__Task to carry out__: Render every line of the listing below as a JSON array of strings, with one string per line and blank lines omitted. Exclude the pictures from the output.

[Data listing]
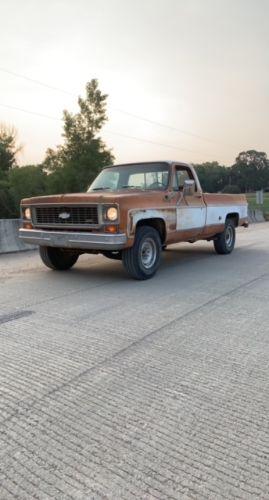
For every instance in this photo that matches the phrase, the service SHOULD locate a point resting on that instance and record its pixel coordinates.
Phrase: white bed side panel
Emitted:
(217, 214)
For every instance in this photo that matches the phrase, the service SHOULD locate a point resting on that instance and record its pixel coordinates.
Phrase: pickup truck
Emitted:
(131, 213)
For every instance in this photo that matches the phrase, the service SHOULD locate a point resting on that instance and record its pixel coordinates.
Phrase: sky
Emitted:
(198, 69)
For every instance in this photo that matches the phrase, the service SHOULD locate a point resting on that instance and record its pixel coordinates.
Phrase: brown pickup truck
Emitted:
(131, 213)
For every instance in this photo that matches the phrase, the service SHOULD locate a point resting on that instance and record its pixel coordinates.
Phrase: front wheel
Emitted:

__Final result__:
[
  "For every instance in this photo that matches the phrase, the service SHOULD locate a point resting on that instance and record its pixel coordinates.",
  "Phrase: white bed side panel",
  "Emitted:",
  "(217, 214)",
  "For every instance in this photo that matches the phrase, the service SHOULD locate a point resting on that instance and record its pixel coordinates.",
  "Phrase: pickup truck",
  "Emitted:",
  "(131, 213)",
  "For every instance in this photo that matches the phrase, the service SHOULD locate a point resting on that instance and record its pixel coordinates.",
  "Phrase: sky",
  "Emitted:",
  "(198, 69)",
  "For every instance in this photo that matches the phrase, the service SHOULD locate a point resting on that instance and record its pixel coordinates.",
  "Phrase: brown pickup truck",
  "Emitted:",
  "(131, 213)",
  "For every instance in this photo that matches the phrase, the service SHOULD locate a point resting on that instance and record its pixel coordinates.",
  "Phrase: front wheel",
  "Emitted:"
]